■ Text provided ■
· · · ·
Intelligent VAV Systems for Controlled Lab Environment

The primary function of a fume hood(s) is to gather contaminated air and thereafter contain, dilute, and discharge chemical contaminants safely. A blower is used to pull the contaminated air out through the fume hood and the ducting system. Two important parameters are the face velocity at the fume hood opening and the rate at which the air volume is being pumped out.

Starting with the basics, if the face velocity at the fume hood opening is 100 fpm (feet per minute-optimum for safe working) and the hood opening is 7.5 square feet, the air volume pump-out rate would be (Area X Velocity)100X7.5 =750 cubic feet per minute. This is usually true for a typical 5 feet fume hood. Now let us understand two terms CAV (constant air volume) and VAV (variable air volume). These terms relate to the ways we handle the air through the fume hood(s). We must bear in mind that these terms are for the exhaust system as a whole and are not limited to a fume hood description.

What is a Constant Air Volume System (CAV)?

In our example, a constant volume (rate in cfm) of air is pumped out; 750 cfm in a CAV system. This is regardless of whether the fume hood is in use and its sash is open or closed. This means that the air velocity through the hood would menacingly increase and might spoil the equipment set up if the sash is fully closed. It might even force back the contaminated air into the room. It would also burden the HVAC system as an unnecessary volume of good-conditioned air would be pulled out of the fume hood(s). That means higher loads on the HVAC system and costs.

What is a Variable Air Volume System (VAV)?

In contrast, a VAV system reduces the volume (rate in cfm) of air being pumped out when the fume hood is not being used and the sash is closed (about 250 cfm).  Thus, the total airflow would be greatly reduced overcoming the limitations of a CAV system, while keeping the face velocity constant. VAV systems are driven by a combination of electro-mechanical valves and electronic feedback systems. These are more complicated than CAV but offer a lot of cost savings and other advantages. These days, when most modern laboratories have many hoods and the atmosphere is controlled by HVAC systems, the use of VAV systems becomes unavoidable.

What is an intelligent VAV system?

As our laboratories get modern in line with the ever-changing nature of research and development, the complexities are bound to increase. Today, we have Air-conditioned (HVAC) labs with several fume hoods and other exhaust equipment (Spot extractors, Biosafety Cabinets, Bespoke ventilation devices etc.). This means a lot of electronic controls are involved and these controls keep building data and communicating with the BMS. BMS is a building management system, where HVAC, Fire Alarms, Gas Alarms and other controls merge. A lot of sophistication is built into modern HVAC controls turning them intelligent and responsive in a fraction of a second. Consequently, smarter and fast responding VAV systems and controls for hoods are available. Thus, the term intelligent VAV system.
· · · ·
■ Recorded data ■
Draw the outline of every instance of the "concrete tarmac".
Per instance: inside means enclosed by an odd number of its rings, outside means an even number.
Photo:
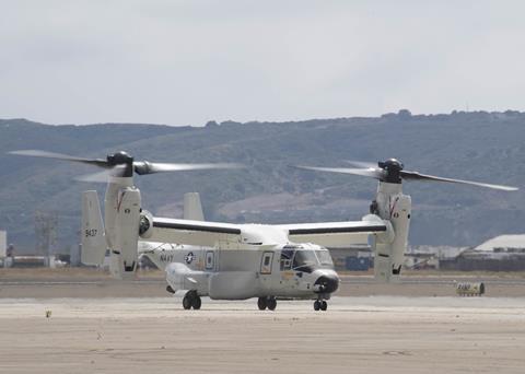
[[[46,317],[48,312],[49,317]],[[523,297],[0,299],[0,373],[523,373]]]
· · · ·
■ Short exercise 1 ■
In one to three sentences, explain why the lab ventilation text says a CAV system burdens the HVAC system.
■ Short exercise 2 ■
Proceed with the lab ventilation text from the point where it stops.
These lines have nothing to do with the lab ventilation text.

■ Right answer 1 ■
A CAV system pumps out the same volume of air, 750 cfm in the example, whether or not the fume hood is in use. As a result, an unnecessary volume of conditioned air is pulled out through the fume hoods, which means higher loads on the HVAC system and higher costs.

■ Right answer 2 ■
What are the advantages of VAV over CAV?

  1. Energy Efficiency

    This is the foremost advantage that is directly reflected in saved costs. A CAV system would keep on exhausting 750 cfm, as in our example. The VAV system on the other hand would exhaust 750 cfm only when the sash is fully opened but reduce it to about 250 cfm when the sash is closed. It is assumed that on a typical 8 hours day, the sash is fully open for about 2 hours and closed for 6 hours.

    We can compare the 8 hours of duty cycles as follows:

    Volume Exhausted = 8 X60 X750 = 3,60,000 cubic feet, for CAV.

    Volume Exhausted = 2X60X750+6X60X250=1,80,000 cubic feet, for VAV.

    Thus, the Volume reduction (and proportionate energy savings) over a day = 1,80,000 cubic feet. Which translates to about 50% energy savings. The cost-benefit is obvious in the case of VAV.

  2. Reduced HVAC Capex costs:

    Revisiting our example, the HVAC system design would entail sizing the system to 3,60,000 cfm for CAV. Whereas, adopting a VAV system would require the HVAC package to be sized for only 1,80,000 cfm. Thus, significantly reducing the Capex. A possible argument could be about the additional costs of VAV components. That is true, however, the additional investment does get paid off over time in terms of energy savings, More the number of hoods, the higher the savings.

    ROI on VAV systems easily offsets the system components’ costs.

  3. Reduced Carbon Emission:

    As VAV systems use much less carbon energy (electrical power) thus reducing emissions, a distinct feature in times of global warming.

  4. Improved Safety:

    VAV systems are fast responding and nowadays are aided with automatic sash controllers. They offer higher safety by offering better containment than CAV systems.

  5. Comfort:

    CAV systems tend to drastically fluctuate the lab temperature in open and closed positions. In the case of VAV, these fluctuations are smoothly evened out. VAV systems with RH control are also available. Therefore, there is increased comfort for the occupants inside the lab.

  6. Reliability:

    Modern VAV systems are very reliable, serviceable and long-lasting Their sensors and feedback system is extremely reliable.

What are the limitations of VAV systems?

There are very few limitations. One is of course the higher initial costs. However, higher cost (investment) is quickly paid back owing to higher energy savings. The higher the number of fume hoods in the lab, the higher the saving. The other limitation could be system complexity and maintenance needs. This is easily overcome with efficient system design and proactive service management.

What are the recent advances in VAV systems?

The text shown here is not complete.